| Input |
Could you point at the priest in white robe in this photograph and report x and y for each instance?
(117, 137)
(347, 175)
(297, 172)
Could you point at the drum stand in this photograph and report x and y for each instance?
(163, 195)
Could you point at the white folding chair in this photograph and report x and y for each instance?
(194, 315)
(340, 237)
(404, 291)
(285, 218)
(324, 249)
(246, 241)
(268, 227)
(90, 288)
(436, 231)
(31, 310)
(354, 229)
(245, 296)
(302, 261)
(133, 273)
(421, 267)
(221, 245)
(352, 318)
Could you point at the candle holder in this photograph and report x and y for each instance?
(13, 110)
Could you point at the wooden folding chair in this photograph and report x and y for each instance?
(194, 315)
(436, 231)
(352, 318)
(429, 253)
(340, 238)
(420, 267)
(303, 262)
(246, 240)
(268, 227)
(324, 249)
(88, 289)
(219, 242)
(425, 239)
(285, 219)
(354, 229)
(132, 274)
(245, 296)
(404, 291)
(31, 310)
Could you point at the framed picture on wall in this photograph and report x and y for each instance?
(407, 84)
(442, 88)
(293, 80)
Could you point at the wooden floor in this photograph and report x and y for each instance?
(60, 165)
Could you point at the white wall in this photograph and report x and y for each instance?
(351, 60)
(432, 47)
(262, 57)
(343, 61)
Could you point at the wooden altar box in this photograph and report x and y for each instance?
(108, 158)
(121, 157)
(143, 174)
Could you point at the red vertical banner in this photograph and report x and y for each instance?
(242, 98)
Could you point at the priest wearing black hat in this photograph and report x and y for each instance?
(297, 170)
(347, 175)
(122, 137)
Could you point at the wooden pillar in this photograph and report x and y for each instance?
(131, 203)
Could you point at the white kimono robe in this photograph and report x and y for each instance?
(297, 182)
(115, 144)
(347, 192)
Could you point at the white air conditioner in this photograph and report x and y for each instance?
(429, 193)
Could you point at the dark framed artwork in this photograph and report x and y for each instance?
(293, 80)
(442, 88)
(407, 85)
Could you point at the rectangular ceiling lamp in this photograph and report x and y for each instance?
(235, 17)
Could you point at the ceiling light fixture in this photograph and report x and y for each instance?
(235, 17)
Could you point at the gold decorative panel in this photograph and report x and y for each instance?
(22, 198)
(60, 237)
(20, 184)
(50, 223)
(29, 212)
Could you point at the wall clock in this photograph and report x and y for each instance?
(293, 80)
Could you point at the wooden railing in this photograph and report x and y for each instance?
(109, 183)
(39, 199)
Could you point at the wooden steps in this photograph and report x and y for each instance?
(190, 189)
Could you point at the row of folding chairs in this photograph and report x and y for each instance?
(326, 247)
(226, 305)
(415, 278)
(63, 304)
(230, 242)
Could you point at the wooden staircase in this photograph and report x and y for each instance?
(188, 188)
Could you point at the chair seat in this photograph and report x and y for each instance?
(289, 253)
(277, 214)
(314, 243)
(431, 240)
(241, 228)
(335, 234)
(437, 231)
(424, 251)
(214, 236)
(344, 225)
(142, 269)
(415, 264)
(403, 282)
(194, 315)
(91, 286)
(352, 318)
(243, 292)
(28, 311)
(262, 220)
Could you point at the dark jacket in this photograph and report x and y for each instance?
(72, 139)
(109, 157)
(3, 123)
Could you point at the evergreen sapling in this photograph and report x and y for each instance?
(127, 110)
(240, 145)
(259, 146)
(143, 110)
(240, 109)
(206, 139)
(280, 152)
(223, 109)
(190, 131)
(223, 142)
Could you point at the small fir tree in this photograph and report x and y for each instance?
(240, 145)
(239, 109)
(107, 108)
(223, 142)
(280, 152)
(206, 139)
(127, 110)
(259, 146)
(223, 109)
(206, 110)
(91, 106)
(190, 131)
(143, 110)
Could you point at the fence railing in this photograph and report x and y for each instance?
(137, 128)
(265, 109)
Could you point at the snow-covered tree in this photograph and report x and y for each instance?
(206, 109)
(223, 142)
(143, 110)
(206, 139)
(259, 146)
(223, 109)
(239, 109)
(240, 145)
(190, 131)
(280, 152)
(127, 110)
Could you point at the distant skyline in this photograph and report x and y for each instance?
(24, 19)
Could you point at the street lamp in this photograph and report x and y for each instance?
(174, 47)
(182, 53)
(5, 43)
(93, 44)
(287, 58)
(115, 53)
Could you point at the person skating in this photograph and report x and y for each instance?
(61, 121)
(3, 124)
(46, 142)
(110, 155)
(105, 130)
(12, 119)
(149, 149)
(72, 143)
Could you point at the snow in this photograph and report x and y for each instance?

| Your objective |
Copy exactly, word for word, the line with "Could you point at the dark jacket" through the final line of the listing.

| Solved problem |
Could you point at the dark jacket in this photograph and report x and y for each instance?
(72, 139)
(109, 157)
(3, 123)
Could you point at the evergreen sapling in this photograph and report x and y for each instance?
(127, 110)
(240, 145)
(259, 146)
(143, 110)
(240, 109)
(206, 139)
(280, 152)
(223, 109)
(190, 131)
(223, 142)
Could you point at the small fir tree in this photograph and report x and y for each instance?
(240, 145)
(239, 109)
(107, 108)
(223, 142)
(280, 152)
(206, 139)
(127, 110)
(259, 146)
(223, 109)
(206, 110)
(91, 106)
(190, 131)
(143, 110)
Could you point at the fence railing in this photograph and report x and y for each instance?
(137, 128)
(265, 109)
Could you point at the snow-covered tree in this photograph and report x and y for each instance?
(206, 109)
(223, 142)
(143, 110)
(206, 139)
(259, 146)
(223, 109)
(239, 109)
(240, 145)
(190, 131)
(280, 152)
(127, 110)
Could you point at the distant skyline in this photograph and report x and y for each instance?
(24, 19)
Could you point at the street lamp in this photograph and report x and y for each instance?
(174, 47)
(182, 53)
(5, 43)
(93, 44)
(287, 58)
(115, 53)
Could you point at the person skating in this photograph and report x and y for each instance?
(61, 121)
(3, 124)
(46, 142)
(110, 155)
(105, 130)
(12, 119)
(149, 149)
(72, 143)
Could you point at the snow in this photograph and report x and y for each instance?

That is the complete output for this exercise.